Copy the passage of the court opinion that begins at the words "Kenneth A. Novikoff, Esq., Scott" and stops after the words "SPATT, District Judge.", keeping every word and mark unchanged.
--- Start of Text section ---
United States District Court, E.D. New York

November 5, 2014


Raymond A. Gusto, Esq., West Bay Shore, NY, Attorney for the Plaintiff.

Kenneth A. Novikoff, Esq., Scott Green, Esq., Of Counsel, Rivkin Radler, LLP, Uniondale, NY, Attorneys for the Defendants.


ARTHUR D. SPATT, District Judge.

On May 18, 2012, the Plaintiff Fossil Industries, Inc. (the "Plaintiff" or "Fossil") commenced this action for monetary damages occasioned by the delivery of allegedly defective products in breach of a contract between the parties.

Presently pending before the Court is a motion by the Defendants Onyx Specialty Papers, Inc. ("Onyx") and Meadwestvaco Corporation ("Mead")(collectively the "Defendants") pursuant to Federal Rule of Civil Procedure ("Fed. R. Civ. P.") 41(b) to dismiss the complaint due to Fossil's alleged failure to comply with its discovery obligations, and/or pursuant to Fed.R.Civ.P. 37(b), for sanctions and costs based on that alleged conduct.

For the following reasons, the motion is granted in part and denied in part.


A. General Allegations

Unless otherwise stated, the following facts are drawn from the complaint.

Fossil is a manufacturer of custom signs and graphics.

Beginning in or about August 2001, and continuing through August 2009, Fossil successfully utilized paper produced by Mead for its production of signs and graphics.

In September 2009, Fossil placed an order for the style of off-white paper manufactured by Mead that Fossil used in the past with success. However, Mead presented a newly-created alternative paper that was whiter than the paper originally ordered by Fossil and which Mead represented would be perfectly suited for Fossil's manufacturing needs.
--- End of Text section ---
--- Start of Data extract ---
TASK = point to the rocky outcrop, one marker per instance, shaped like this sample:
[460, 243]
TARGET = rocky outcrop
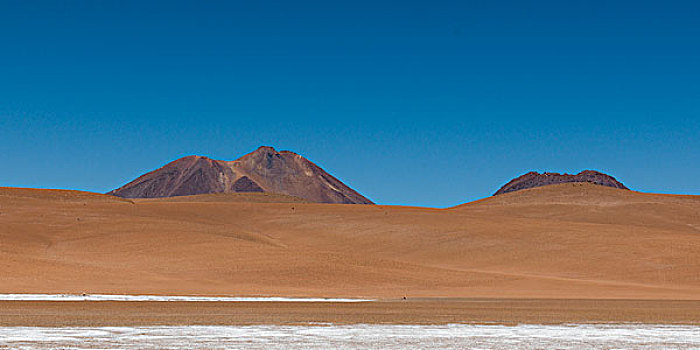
[263, 170]
[535, 179]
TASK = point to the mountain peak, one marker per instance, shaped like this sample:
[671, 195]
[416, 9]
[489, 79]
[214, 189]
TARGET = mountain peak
[263, 170]
[535, 179]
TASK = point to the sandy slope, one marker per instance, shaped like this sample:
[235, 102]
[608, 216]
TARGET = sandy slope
[562, 241]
--- End of Data extract ---
* The response:
Kenneth A. Novikoff, Esq., Scott Green, Esq., Of Counsel, Rivkin Radler, LLP, Uniondale, NY, Attorneys for the Defendants.


ARTHUR D. SPATT, District Judge.